• [Given problem]:
Write out every line of the material below word for word, but leave the pictures out.

• [Information supplied]:

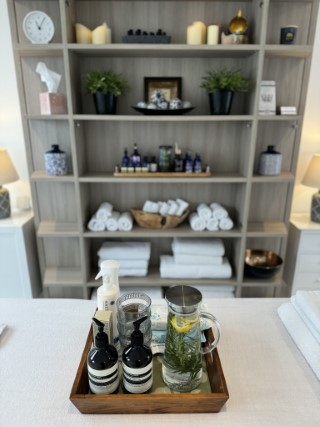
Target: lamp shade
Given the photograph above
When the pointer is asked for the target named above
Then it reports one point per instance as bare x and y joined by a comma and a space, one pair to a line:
312, 175
8, 172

• [Solution to this problem]:
Target: lamp shade
Given the photograph above
When the pointer is asked for the target named above
Then it reports one point per instance as bare x and y joined by a comma and a space, one pair to a line:
312, 175
8, 172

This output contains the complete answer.